> [What to produce]
Print exactly the lines from the one containing "[mark] the opel" through the last line of the listing, both included.

— BEGIN The data —

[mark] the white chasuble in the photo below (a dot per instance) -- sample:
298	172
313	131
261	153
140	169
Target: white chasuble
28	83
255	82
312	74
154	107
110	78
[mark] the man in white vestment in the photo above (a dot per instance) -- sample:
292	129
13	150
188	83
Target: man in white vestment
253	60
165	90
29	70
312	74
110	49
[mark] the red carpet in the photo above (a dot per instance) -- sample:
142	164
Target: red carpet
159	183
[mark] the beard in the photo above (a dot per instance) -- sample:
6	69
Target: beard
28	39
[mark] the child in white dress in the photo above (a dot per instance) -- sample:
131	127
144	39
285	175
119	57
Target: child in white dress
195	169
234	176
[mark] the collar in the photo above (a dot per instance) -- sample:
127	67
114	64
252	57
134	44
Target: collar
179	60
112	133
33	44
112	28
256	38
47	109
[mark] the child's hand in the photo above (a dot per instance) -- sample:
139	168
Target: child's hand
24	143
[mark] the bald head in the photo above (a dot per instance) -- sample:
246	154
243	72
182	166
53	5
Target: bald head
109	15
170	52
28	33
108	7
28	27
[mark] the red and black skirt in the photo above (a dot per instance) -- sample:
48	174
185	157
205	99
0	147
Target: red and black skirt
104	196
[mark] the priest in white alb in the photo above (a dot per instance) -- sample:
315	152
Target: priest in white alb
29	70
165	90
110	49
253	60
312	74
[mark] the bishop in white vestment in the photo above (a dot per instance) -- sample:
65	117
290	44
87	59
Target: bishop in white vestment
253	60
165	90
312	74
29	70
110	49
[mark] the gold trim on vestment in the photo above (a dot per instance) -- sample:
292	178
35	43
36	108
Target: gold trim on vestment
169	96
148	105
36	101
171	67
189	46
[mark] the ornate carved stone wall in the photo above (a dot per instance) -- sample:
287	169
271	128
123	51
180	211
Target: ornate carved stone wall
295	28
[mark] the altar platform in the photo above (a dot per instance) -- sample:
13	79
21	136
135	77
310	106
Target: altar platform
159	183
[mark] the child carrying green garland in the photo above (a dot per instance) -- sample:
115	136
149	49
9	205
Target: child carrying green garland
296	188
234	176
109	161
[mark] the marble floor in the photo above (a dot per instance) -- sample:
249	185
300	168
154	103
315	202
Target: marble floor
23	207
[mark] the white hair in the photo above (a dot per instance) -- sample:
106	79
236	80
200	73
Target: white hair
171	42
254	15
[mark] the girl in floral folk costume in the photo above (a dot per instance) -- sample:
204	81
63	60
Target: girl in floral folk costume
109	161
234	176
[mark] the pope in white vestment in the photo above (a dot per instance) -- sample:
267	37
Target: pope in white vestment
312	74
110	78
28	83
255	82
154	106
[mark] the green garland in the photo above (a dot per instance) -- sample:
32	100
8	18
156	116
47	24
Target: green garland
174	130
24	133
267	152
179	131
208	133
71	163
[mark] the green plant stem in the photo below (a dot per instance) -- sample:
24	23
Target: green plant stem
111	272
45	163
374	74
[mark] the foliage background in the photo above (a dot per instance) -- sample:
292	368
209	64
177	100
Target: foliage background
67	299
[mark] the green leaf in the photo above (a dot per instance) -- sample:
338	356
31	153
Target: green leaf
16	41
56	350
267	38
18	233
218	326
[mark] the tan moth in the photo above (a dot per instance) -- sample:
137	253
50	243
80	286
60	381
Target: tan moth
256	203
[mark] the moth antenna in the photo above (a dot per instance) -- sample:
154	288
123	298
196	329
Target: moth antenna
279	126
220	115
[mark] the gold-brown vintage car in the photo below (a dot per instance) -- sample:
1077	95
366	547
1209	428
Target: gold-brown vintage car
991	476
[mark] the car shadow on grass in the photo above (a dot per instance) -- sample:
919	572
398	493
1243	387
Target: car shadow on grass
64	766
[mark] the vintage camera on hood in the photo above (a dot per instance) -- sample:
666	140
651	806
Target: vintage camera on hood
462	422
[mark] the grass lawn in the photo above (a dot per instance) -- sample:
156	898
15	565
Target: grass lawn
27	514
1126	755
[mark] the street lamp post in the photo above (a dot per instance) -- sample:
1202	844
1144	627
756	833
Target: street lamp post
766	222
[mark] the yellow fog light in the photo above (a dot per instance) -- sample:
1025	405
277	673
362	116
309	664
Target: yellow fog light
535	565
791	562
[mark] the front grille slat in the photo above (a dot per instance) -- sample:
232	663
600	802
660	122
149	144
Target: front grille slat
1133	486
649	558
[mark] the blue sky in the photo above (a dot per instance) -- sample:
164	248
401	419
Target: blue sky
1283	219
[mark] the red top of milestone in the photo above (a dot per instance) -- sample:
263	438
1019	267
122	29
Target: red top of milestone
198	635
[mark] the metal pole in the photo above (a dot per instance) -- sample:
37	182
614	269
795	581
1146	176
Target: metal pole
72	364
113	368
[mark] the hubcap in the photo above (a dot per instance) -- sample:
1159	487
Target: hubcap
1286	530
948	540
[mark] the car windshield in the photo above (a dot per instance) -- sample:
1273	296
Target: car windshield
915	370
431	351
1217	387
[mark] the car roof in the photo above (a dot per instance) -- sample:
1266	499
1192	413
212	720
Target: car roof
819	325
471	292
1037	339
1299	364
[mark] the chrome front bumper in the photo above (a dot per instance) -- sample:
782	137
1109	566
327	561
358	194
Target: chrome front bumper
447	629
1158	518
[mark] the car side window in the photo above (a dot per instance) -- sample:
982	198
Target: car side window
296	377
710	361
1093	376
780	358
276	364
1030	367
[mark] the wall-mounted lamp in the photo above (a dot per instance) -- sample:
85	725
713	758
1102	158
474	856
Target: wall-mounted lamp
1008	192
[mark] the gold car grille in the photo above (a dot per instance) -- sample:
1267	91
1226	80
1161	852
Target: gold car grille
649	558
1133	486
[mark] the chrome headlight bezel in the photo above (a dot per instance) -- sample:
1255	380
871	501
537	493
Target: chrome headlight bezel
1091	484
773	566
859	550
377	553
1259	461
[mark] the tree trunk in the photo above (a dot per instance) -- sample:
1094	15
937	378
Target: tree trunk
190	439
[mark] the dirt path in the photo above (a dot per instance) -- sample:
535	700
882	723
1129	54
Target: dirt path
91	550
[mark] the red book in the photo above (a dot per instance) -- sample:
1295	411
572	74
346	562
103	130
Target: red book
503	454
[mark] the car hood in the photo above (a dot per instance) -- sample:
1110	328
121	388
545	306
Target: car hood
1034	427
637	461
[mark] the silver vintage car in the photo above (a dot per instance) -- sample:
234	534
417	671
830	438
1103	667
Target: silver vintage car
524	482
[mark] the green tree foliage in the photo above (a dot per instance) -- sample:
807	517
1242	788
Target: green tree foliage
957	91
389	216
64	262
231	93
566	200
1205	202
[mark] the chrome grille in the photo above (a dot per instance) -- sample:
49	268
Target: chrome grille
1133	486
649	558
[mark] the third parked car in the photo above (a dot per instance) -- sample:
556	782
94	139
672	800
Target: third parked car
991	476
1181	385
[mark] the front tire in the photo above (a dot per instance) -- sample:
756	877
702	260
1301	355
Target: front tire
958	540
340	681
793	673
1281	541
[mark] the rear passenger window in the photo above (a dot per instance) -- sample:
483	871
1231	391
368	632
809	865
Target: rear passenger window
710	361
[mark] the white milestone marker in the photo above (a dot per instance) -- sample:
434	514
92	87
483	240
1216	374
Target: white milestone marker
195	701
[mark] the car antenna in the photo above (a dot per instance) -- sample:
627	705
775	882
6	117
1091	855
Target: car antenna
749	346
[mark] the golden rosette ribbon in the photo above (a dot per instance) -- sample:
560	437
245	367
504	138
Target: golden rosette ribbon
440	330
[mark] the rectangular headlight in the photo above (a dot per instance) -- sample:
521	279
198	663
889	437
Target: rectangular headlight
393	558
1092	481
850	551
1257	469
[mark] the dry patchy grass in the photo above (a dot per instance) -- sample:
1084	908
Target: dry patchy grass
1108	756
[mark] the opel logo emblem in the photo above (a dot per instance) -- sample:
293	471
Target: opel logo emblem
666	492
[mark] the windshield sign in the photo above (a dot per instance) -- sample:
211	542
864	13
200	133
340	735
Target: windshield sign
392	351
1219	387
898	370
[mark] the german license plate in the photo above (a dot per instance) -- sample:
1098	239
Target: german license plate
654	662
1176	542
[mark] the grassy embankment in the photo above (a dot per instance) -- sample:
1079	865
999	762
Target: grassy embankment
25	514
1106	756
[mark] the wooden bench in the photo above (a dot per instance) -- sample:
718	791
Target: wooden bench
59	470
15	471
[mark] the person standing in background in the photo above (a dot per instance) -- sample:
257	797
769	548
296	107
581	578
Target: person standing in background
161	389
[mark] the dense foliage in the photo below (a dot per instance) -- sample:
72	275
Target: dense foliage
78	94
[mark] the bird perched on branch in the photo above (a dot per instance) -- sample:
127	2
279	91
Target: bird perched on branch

— END The data —

> [Task result]
[mark] the opel logo emblem in the photo above (a dot per instance) -- sample:
293	471
Target: opel logo emblem
666	492
[mark] the windshield sign in the photo above (a dot per instance) -- sample:
211	542
864	13
200	133
340	735
Target: windshield sign
392	351
1219	387
898	370
[mark] the german license plate in the photo above (a dot per instance) -- sample:
1098	239
Target: german license plate
654	662
1176	542
[mark] the grassy embankment in the photo above (a dot per instance) -- sample:
1079	865
999	762
Target: grassy embankment
25	514
1106	756
[mark] the wooden bench in the photo above (a dot per instance) -- sample:
718	791
Target: wooden bench
59	470
15	471
[mark] the person standing in background in the photo above (a dot per instance) -- sample:
257	797
769	548
296	107
581	578
Target: person standing in background
161	389
[mark] the dense foliage in the photo below (a dot per instance) -- sample:
72	275
Target: dense foliage
78	94
[mark] the bird perched on branch in the photo above (a dot per instance) -- sample:
127	2
279	91
Target: bird perched on branch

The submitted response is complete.